> **Task requirements**: Print the records word for word, starting at their first line and continuing through the line that contains "362 406 L 266", with that line included.
====== Exercise data
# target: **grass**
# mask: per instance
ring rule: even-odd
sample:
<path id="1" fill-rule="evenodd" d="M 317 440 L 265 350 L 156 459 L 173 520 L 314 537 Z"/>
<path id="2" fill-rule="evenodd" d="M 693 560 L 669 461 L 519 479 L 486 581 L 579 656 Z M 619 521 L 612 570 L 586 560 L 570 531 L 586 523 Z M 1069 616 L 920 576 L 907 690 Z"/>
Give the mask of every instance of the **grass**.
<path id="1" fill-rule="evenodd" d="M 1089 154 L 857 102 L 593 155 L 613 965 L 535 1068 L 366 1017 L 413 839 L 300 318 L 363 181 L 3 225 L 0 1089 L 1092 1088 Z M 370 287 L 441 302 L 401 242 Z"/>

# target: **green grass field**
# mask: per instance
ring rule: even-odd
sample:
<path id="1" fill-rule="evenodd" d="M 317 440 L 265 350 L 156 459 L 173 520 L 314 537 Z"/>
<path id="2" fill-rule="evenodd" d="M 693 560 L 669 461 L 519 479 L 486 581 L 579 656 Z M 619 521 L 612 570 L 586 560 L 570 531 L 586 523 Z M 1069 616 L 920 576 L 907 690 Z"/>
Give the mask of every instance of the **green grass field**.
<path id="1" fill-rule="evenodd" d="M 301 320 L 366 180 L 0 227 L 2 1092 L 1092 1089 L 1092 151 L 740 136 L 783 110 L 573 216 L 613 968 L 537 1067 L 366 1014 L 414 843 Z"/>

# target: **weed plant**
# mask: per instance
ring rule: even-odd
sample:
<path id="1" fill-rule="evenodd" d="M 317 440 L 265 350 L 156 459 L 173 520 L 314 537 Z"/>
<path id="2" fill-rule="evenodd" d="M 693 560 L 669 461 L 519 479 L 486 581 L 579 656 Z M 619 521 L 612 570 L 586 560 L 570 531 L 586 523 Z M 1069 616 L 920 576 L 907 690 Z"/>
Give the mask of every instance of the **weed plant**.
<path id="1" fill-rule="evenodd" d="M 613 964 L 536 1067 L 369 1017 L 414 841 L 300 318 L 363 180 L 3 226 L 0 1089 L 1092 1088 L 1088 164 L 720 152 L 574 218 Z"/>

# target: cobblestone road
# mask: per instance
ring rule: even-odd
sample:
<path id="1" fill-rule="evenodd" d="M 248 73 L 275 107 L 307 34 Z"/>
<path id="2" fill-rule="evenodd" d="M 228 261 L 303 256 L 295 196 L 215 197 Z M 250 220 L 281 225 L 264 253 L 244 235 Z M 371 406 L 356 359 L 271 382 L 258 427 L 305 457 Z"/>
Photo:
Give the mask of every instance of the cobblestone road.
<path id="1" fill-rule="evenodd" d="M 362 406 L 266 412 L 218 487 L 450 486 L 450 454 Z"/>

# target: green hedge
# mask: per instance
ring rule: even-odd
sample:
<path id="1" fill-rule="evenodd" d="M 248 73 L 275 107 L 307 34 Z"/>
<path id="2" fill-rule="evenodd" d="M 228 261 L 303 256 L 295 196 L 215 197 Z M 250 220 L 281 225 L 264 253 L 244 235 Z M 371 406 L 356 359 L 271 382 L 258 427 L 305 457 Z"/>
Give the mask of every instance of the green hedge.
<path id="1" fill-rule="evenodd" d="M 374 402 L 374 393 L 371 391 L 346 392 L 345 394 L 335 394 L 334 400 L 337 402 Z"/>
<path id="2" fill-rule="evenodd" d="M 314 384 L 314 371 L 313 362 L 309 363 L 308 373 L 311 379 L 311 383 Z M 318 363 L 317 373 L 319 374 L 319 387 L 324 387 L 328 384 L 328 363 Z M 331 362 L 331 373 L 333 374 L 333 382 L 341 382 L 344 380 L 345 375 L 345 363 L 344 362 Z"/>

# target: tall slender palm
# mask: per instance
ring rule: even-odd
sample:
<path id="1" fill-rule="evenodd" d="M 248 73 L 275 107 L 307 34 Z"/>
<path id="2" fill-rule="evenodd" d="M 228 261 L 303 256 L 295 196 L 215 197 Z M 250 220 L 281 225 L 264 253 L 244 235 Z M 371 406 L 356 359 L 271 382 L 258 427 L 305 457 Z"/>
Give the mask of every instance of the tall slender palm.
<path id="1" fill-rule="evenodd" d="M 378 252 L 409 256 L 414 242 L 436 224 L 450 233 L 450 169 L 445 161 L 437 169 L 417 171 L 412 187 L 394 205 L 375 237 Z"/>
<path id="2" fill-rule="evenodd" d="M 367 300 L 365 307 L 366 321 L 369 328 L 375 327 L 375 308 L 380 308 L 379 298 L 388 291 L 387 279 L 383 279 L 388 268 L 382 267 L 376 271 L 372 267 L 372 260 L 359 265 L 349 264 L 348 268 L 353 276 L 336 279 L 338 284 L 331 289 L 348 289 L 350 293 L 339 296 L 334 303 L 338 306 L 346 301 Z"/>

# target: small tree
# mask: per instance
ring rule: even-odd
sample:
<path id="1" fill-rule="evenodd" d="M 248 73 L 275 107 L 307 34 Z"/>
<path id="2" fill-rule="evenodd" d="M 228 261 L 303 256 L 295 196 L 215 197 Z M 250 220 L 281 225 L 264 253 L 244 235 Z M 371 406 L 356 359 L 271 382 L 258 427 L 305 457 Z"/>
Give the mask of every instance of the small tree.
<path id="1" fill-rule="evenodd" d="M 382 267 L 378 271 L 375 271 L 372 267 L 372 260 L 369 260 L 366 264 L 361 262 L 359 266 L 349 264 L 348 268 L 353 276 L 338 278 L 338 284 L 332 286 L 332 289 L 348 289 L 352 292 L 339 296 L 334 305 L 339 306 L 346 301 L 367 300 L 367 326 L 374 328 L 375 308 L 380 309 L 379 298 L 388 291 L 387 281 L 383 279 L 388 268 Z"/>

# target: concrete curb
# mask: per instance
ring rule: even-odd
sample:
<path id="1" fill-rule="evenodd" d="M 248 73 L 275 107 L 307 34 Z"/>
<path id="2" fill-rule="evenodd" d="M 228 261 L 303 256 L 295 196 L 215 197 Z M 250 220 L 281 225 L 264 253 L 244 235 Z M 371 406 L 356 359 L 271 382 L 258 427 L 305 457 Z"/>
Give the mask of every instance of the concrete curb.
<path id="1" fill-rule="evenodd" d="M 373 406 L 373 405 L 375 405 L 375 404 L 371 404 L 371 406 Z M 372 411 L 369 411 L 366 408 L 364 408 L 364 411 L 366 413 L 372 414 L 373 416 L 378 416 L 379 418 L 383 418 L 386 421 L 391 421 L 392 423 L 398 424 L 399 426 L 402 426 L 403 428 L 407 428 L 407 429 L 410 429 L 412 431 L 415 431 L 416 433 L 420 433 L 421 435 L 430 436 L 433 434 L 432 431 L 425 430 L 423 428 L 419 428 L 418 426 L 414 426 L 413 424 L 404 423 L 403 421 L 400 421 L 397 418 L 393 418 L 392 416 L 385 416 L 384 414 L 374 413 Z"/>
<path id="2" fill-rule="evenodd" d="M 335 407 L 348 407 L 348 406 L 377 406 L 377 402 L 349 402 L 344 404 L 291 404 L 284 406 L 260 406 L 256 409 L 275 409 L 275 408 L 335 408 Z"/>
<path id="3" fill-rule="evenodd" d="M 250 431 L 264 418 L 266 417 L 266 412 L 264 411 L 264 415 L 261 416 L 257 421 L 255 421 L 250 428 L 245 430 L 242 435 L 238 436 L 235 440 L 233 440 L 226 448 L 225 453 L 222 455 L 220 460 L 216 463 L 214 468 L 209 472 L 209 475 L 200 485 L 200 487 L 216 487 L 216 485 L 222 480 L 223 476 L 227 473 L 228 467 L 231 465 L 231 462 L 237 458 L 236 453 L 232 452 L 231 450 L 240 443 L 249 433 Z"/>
============
> **Answer to this exercise**:
# target: **grass**
# mask: per instance
ring rule: even-odd
sample:
<path id="1" fill-rule="evenodd" d="M 317 440 L 265 350 L 156 459 L 173 520 L 314 537 Z"/>
<path id="2" fill-rule="evenodd" d="M 693 560 L 669 461 L 519 479 L 486 581 L 579 656 Z M 619 521 L 612 570 L 586 560 L 570 531 L 586 523 Z M 1069 616 L 920 576 L 907 690 Z"/>
Give the mask of every instance of the **grass**.
<path id="1" fill-rule="evenodd" d="M 1089 154 L 857 102 L 593 155 L 613 965 L 535 1068 L 366 1017 L 413 839 L 300 318 L 363 181 L 3 225 L 0 1089 L 1092 1088 Z M 370 287 L 441 302 L 401 242 Z"/>

# target: **green grass field**
# mask: per instance
ring rule: even-odd
sample:
<path id="1" fill-rule="evenodd" d="M 317 440 L 265 350 L 156 459 L 173 520 L 314 537 Z"/>
<path id="2" fill-rule="evenodd" d="M 693 560 L 669 461 L 519 479 L 486 581 L 579 656 Z M 619 521 L 612 570 L 586 560 L 570 531 L 586 523 Z M 1069 616 L 920 576 L 907 690 Z"/>
Give the mask of every instance of the **green grass field**.
<path id="1" fill-rule="evenodd" d="M 301 320 L 366 180 L 0 227 L 2 1092 L 1092 1089 L 1092 151 L 740 136 L 783 110 L 573 216 L 613 968 L 537 1067 L 366 1014 L 414 843 Z"/>

# target: **weed plant**
# mask: per instance
ring rule: even-odd
sample:
<path id="1" fill-rule="evenodd" d="M 317 440 L 265 350 L 156 459 L 173 520 L 314 537 Z"/>
<path id="2" fill-rule="evenodd" d="M 693 560 L 669 461 L 519 479 L 486 581 L 579 656 Z M 619 521 L 612 570 L 586 560 L 570 531 L 586 523 Z M 1069 616 L 920 576 L 907 690 Z"/>
Give the mask of every instance of the **weed plant**.
<path id="1" fill-rule="evenodd" d="M 613 964 L 536 1067 L 369 1017 L 414 841 L 300 318 L 363 180 L 3 226 L 0 1089 L 1092 1088 L 1088 164 L 720 152 L 574 218 Z"/>

# target: cobblestone road
# mask: per instance
ring rule: even-odd
sample:
<path id="1" fill-rule="evenodd" d="M 248 73 L 275 107 L 307 34 Z"/>
<path id="2" fill-rule="evenodd" d="M 228 261 L 303 256 L 295 196 L 215 197 Z M 250 220 L 281 225 L 264 253 L 244 235 Z M 371 406 L 356 359 L 271 382 L 258 427 L 305 457 Z"/>
Photo:
Give the mask of every instance of the cobblestone road.
<path id="1" fill-rule="evenodd" d="M 362 406 L 266 412 L 218 487 L 450 486 L 450 454 Z"/>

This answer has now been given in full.